▸ Work to be completed
Where a line in the listing contains the string "eyebrow", copy that line out.

▸ Data provided
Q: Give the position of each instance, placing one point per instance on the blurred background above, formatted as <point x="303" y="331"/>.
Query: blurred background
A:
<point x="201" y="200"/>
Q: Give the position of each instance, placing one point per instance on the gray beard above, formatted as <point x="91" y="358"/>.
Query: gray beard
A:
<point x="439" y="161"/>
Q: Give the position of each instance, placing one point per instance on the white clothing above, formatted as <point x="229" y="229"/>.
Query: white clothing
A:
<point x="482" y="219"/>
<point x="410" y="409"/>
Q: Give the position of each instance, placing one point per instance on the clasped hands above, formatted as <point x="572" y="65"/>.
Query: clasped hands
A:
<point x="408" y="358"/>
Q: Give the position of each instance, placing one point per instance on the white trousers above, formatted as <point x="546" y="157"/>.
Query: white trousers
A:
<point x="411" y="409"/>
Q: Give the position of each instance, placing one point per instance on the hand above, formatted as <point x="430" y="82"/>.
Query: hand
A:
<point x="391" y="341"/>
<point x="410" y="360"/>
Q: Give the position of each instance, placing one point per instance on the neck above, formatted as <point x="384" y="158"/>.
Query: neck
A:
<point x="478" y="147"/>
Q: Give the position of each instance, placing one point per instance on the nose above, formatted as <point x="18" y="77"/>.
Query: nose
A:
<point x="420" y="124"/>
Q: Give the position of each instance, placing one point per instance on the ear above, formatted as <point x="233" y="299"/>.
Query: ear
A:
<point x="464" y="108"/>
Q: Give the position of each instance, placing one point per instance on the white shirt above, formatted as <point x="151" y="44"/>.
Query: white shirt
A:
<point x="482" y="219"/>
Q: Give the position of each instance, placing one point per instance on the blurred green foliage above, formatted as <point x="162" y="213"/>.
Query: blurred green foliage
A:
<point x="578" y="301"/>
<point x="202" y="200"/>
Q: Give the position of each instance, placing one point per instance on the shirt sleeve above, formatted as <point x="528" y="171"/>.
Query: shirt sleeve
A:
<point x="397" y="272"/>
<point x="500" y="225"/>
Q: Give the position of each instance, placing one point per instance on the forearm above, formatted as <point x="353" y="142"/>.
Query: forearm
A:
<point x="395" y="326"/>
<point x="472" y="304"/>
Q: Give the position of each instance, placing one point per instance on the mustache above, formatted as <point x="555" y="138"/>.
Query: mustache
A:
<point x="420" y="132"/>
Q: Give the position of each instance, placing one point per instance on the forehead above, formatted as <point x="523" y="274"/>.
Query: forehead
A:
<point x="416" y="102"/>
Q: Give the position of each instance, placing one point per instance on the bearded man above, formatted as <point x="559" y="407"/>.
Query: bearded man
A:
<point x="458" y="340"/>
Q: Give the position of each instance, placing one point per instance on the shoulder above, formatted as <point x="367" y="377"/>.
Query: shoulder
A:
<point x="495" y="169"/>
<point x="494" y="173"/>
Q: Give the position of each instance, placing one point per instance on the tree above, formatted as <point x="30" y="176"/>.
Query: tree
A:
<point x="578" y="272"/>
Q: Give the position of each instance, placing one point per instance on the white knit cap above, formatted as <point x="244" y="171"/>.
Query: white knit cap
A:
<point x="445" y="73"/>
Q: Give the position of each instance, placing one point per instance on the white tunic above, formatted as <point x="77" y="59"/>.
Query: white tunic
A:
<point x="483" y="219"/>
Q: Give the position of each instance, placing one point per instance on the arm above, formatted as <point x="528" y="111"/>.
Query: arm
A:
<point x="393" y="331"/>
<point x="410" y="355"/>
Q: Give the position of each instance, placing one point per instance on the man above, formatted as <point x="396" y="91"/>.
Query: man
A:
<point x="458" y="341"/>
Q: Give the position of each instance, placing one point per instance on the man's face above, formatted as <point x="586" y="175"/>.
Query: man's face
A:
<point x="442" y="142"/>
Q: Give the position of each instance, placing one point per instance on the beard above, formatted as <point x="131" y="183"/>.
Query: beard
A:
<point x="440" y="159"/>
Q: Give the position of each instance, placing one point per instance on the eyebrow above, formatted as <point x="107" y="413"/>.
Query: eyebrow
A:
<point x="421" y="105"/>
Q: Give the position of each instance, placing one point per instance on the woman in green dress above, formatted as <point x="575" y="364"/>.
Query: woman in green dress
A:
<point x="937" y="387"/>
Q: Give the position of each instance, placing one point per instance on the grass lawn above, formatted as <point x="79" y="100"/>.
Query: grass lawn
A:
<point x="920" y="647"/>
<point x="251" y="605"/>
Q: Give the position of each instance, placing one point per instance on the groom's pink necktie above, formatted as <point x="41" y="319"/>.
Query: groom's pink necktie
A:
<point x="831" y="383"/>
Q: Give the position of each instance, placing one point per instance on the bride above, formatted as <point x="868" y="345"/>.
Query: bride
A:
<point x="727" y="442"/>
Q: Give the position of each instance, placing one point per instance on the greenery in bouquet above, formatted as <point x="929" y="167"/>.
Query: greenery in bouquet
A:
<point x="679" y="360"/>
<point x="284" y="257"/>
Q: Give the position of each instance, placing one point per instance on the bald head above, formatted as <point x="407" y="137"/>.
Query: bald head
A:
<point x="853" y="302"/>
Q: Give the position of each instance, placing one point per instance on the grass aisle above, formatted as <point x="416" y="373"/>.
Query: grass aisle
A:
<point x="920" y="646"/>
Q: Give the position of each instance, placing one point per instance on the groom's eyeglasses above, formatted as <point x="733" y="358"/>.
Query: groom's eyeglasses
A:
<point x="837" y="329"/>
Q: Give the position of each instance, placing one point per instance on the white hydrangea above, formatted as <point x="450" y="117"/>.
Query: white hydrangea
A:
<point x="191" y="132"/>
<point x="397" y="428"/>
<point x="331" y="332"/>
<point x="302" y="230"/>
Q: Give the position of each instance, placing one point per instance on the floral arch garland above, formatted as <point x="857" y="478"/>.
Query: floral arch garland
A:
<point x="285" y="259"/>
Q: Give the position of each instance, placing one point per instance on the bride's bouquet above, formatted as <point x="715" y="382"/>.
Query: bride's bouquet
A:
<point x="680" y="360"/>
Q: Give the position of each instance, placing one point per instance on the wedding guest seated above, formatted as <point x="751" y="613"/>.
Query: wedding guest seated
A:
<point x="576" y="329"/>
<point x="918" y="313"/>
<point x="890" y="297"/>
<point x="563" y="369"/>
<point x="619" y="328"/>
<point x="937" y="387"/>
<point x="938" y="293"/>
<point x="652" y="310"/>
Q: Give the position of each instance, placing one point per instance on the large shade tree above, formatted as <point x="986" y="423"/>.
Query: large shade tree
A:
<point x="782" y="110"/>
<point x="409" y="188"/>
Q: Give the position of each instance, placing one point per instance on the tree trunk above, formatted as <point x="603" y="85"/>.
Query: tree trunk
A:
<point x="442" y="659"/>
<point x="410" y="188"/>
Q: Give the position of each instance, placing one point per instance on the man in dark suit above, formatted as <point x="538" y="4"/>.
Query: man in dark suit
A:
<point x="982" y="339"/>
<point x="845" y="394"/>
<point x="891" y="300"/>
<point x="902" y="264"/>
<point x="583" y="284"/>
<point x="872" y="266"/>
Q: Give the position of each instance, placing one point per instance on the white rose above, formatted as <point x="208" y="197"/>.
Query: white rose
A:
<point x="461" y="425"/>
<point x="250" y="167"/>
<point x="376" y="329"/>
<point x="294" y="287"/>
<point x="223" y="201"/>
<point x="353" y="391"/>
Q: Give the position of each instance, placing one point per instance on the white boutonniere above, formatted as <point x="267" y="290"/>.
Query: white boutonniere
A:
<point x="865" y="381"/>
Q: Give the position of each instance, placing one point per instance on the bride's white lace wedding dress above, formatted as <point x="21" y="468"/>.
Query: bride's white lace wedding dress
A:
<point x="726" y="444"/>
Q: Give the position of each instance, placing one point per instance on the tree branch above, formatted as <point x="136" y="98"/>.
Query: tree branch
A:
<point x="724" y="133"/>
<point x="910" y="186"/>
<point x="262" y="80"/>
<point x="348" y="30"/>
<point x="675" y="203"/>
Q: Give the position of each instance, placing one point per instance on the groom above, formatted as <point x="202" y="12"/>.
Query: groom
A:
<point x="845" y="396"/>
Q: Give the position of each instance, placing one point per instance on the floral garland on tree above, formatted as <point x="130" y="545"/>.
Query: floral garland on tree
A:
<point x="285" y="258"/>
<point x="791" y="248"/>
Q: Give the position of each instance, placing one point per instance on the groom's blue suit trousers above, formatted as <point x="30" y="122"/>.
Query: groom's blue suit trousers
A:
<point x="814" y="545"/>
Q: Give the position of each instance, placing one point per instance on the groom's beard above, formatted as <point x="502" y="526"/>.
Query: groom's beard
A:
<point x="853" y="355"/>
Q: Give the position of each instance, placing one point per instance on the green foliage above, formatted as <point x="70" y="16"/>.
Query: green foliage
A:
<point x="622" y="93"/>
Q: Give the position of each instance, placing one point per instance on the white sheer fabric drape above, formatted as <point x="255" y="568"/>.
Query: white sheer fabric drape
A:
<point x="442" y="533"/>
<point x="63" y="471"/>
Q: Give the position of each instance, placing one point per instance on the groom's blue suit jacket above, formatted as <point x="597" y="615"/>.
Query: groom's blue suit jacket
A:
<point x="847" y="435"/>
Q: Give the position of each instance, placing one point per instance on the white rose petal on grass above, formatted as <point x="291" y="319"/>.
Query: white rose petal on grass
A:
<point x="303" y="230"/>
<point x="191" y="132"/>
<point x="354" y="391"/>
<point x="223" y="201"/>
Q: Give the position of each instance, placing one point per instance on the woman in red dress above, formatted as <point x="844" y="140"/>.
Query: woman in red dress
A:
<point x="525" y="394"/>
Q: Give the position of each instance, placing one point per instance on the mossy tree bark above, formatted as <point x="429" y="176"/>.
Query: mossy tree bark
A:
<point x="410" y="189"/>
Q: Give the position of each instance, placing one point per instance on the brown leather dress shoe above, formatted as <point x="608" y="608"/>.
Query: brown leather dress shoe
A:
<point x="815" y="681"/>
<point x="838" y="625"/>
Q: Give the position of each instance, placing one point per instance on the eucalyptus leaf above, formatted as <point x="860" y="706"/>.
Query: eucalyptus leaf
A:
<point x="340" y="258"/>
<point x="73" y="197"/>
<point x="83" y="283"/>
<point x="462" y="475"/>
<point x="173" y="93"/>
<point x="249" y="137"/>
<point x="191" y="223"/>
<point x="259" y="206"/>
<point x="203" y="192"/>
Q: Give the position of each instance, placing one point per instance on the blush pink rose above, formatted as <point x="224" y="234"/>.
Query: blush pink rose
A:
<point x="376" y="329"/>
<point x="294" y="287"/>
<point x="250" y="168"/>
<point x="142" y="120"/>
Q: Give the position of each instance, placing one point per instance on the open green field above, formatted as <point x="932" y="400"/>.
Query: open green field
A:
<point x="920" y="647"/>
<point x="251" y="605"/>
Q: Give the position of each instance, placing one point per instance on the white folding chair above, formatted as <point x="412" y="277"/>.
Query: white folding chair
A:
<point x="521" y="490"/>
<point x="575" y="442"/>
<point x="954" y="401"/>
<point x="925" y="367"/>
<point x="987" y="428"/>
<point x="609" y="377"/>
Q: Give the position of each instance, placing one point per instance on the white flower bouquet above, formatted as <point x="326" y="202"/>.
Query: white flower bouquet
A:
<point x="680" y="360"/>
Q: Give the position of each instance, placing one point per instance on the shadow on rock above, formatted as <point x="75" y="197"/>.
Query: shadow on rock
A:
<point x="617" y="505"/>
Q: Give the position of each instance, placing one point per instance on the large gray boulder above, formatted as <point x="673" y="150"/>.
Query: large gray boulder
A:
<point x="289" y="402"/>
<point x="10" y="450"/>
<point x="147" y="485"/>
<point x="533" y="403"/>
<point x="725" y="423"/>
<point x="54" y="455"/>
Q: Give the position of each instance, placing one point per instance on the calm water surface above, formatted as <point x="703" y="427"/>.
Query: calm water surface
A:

▸ Response to this task
Q: Give the position of each instance, placing one point per instance on the eyebrow above, formatted as <point x="107" y="413"/>.
Query: eyebrow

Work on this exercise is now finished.